Repeat back every line of the data, exactly.

Exercise data:
BEGIN
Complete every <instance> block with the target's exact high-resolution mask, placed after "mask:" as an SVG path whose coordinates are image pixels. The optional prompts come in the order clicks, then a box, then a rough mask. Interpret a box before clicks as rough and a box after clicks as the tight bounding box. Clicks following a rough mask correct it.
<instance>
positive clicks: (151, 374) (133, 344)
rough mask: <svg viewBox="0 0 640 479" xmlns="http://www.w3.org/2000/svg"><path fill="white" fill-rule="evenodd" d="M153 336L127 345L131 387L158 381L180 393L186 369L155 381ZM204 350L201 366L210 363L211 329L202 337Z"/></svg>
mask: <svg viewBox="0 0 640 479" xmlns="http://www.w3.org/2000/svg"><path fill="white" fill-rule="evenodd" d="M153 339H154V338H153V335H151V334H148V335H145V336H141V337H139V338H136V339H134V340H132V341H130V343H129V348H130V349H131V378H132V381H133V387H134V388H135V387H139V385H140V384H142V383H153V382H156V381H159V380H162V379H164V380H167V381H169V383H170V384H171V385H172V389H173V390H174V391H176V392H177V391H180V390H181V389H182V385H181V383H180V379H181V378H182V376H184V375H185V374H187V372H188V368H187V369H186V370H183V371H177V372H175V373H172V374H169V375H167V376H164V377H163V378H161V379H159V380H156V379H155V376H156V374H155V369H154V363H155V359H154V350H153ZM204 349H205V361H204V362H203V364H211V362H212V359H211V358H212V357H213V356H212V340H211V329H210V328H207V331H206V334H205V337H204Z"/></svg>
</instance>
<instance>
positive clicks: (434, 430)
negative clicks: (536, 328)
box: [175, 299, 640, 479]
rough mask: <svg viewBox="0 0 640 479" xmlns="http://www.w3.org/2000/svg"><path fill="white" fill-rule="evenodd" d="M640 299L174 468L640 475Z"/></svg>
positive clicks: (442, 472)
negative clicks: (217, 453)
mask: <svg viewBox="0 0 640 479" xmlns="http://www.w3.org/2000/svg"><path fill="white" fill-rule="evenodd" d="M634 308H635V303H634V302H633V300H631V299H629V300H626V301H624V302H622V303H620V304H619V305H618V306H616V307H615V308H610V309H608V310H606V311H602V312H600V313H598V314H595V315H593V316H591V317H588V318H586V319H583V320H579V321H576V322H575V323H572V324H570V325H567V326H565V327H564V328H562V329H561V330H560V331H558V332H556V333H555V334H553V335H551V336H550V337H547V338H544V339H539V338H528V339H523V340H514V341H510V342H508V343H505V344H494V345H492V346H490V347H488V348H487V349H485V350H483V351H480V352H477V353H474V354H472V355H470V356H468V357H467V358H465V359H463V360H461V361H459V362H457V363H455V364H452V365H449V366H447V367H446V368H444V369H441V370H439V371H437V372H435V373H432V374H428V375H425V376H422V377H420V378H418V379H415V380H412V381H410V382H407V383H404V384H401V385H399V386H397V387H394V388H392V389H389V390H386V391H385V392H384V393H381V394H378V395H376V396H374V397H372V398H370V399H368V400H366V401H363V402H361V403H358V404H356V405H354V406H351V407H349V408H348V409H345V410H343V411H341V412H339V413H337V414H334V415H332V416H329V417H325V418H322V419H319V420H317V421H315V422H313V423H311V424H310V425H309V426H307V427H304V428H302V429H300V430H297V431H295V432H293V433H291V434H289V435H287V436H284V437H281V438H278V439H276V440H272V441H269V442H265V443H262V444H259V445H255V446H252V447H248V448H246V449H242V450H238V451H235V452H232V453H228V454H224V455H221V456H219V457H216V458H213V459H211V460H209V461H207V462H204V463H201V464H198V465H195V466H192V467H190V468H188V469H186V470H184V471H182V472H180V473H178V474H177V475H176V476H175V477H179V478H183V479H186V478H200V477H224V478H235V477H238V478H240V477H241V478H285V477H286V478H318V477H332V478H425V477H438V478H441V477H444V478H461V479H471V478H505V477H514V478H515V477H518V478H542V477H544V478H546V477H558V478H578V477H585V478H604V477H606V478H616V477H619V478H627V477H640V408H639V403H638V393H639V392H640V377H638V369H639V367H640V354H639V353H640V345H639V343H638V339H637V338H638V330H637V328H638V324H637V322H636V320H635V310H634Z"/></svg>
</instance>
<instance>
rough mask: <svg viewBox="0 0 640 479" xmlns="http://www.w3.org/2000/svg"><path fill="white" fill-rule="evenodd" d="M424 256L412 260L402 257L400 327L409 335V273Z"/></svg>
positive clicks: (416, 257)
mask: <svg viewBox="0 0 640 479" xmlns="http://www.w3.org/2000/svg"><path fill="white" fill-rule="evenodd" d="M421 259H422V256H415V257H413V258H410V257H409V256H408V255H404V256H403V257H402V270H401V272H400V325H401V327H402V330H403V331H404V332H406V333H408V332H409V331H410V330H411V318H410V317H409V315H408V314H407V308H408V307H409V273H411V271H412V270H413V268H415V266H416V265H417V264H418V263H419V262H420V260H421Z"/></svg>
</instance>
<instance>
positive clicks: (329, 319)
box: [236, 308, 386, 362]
END
Answer to this task:
Complete every <instance> block with the target's exact high-resolution mask, placed after "mask:" as an SVG path whose coordinates are image pixels. The optional prompts come in the order clicks, then a box, then a rough mask. Interpret a box before clicks as rough and a box after clicks as the tight bounding box. Clicks following a rough mask correct it.
<instance>
positive clicks: (151, 374) (133, 344)
rough mask: <svg viewBox="0 0 640 479" xmlns="http://www.w3.org/2000/svg"><path fill="white" fill-rule="evenodd" d="M153 336L127 345L131 387L158 381L180 393L186 369L155 381ZM204 350L201 366L210 363L211 329L202 337Z"/></svg>
mask: <svg viewBox="0 0 640 479" xmlns="http://www.w3.org/2000/svg"><path fill="white" fill-rule="evenodd" d="M153 339H154V338H153V335H151V334H148V335H145V336H141V337H139V338H136V339H134V340H132V341H130V343H129V348H130V349H131V378H132V381H133V387H134V388H135V387H139V385H140V384H142V383H153V382H156V381H159V380H162V379H164V380H167V381H169V383H170V384H171V385H172V389H173V390H174V391H176V392H177V391H180V390H181V389H182V385H181V383H180V379H181V378H182V376H184V375H185V374H187V372H188V368H187V369H186V370H183V371H177V372H175V373H172V374H169V375H167V376H164V377H163V378H161V379H159V380H156V379H155V376H156V374H155V369H154V363H155V359H154V350H153ZM204 349H205V361H204V362H203V364H211V362H212V359H211V358H212V357H213V356H212V340H211V329H210V328H207V331H206V334H205V337H204Z"/></svg>
</instance>
<instance>
positive clicks: (434, 430)
negative clicks: (536, 328)
box: [175, 299, 640, 479]
rough mask: <svg viewBox="0 0 640 479" xmlns="http://www.w3.org/2000/svg"><path fill="white" fill-rule="evenodd" d="M640 299L174 468L640 475Z"/></svg>
positive clicks: (442, 472)
negative clicks: (217, 453)
mask: <svg viewBox="0 0 640 479" xmlns="http://www.w3.org/2000/svg"><path fill="white" fill-rule="evenodd" d="M634 308H635V303H634V302H633V300H631V299H629V300H626V301H624V302H622V303H620V304H619V305H618V306H616V307H615V308H610V309H608V310H606V311H602V312H600V313H598V314H595V315H593V316H591V317H588V318H586V319H583V320H579V321H576V322H575V323H572V324H570V325H567V326H565V327H564V328H562V329H561V330H560V331H558V332H556V333H555V334H553V335H551V336H550V337H547V338H544V339H539V338H528V339H523V340H514V341H510V342H508V343H505V344H494V345H492V346H490V347H488V348H487V349H485V350H483V351H480V352H477V353H474V354H472V355H470V356H468V357H467V358H465V359H463V360H461V361H459V362H457V363H455V364H452V365H449V366H447V367H446V368H444V369H441V370H439V371H437V372H435V373H432V374H428V375H425V376H422V377H420V378H418V379H415V380H412V381H410V382H407V383H404V384H401V385H399V386H397V387H394V388H392V389H389V390H386V391H385V392H384V393H381V394H378V395H376V396H374V397H372V398H370V399H368V400H366V401H363V402H361V403H358V404H356V405H354V406H351V407H349V408H348V409H345V410H343V411H341V412H339V413H337V414H334V415H332V416H329V417H325V418H322V419H319V420H317V421H315V422H313V423H311V424H310V425H309V426H307V427H304V428H302V429H300V430H297V431H295V432H293V433H291V434H289V435H287V436H284V437H281V438H278V439H276V440H272V441H269V442H265V443H262V444H259V445H255V446H252V447H248V448H246V449H242V450H238V451H235V452H232V453H228V454H224V455H221V456H219V457H216V458H213V459H211V460H209V461H207V462H204V463H201V464H198V465H195V466H192V467H190V468H188V469H186V470H184V471H182V472H180V473H178V474H177V475H176V476H175V477H179V478H183V479H186V478H200V477H224V478H235V477H238V478H240V477H241V478H285V477H286V478H318V477H332V478H425V477H438V478H441V477H444V478H461V479H471V478H505V477H514V478H515V477H518V478H542V477H544V478H546V477H558V478H578V477H585V478H604V477H606V478H616V477H619V478H627V477H640V408H639V403H638V393H639V392H640V377H638V369H639V367H640V354H639V353H640V345H639V343H638V339H637V338H638V330H637V328H638V324H637V322H636V320H635V310H634Z"/></svg>
</instance>
<instance>
rough mask: <svg viewBox="0 0 640 479" xmlns="http://www.w3.org/2000/svg"><path fill="white" fill-rule="evenodd" d="M424 256L412 260L402 257L400 327L409 335V273Z"/></svg>
positive clicks: (416, 257)
mask: <svg viewBox="0 0 640 479" xmlns="http://www.w3.org/2000/svg"><path fill="white" fill-rule="evenodd" d="M421 259H422V256H415V257H413V258H410V257H409V256H408V255H404V256H403V257H402V270H401V272H400V325H401V327H402V330H403V331H404V332H406V333H408V332H409V331H410V330H411V318H410V317H409V315H408V314H407V308H408V307H409V273H411V271H412V270H413V268H415V266H416V265H417V264H418V263H419V262H420V260H421Z"/></svg>
</instance>
<instance>
positive clicks: (329, 319)
box: [236, 308, 386, 362]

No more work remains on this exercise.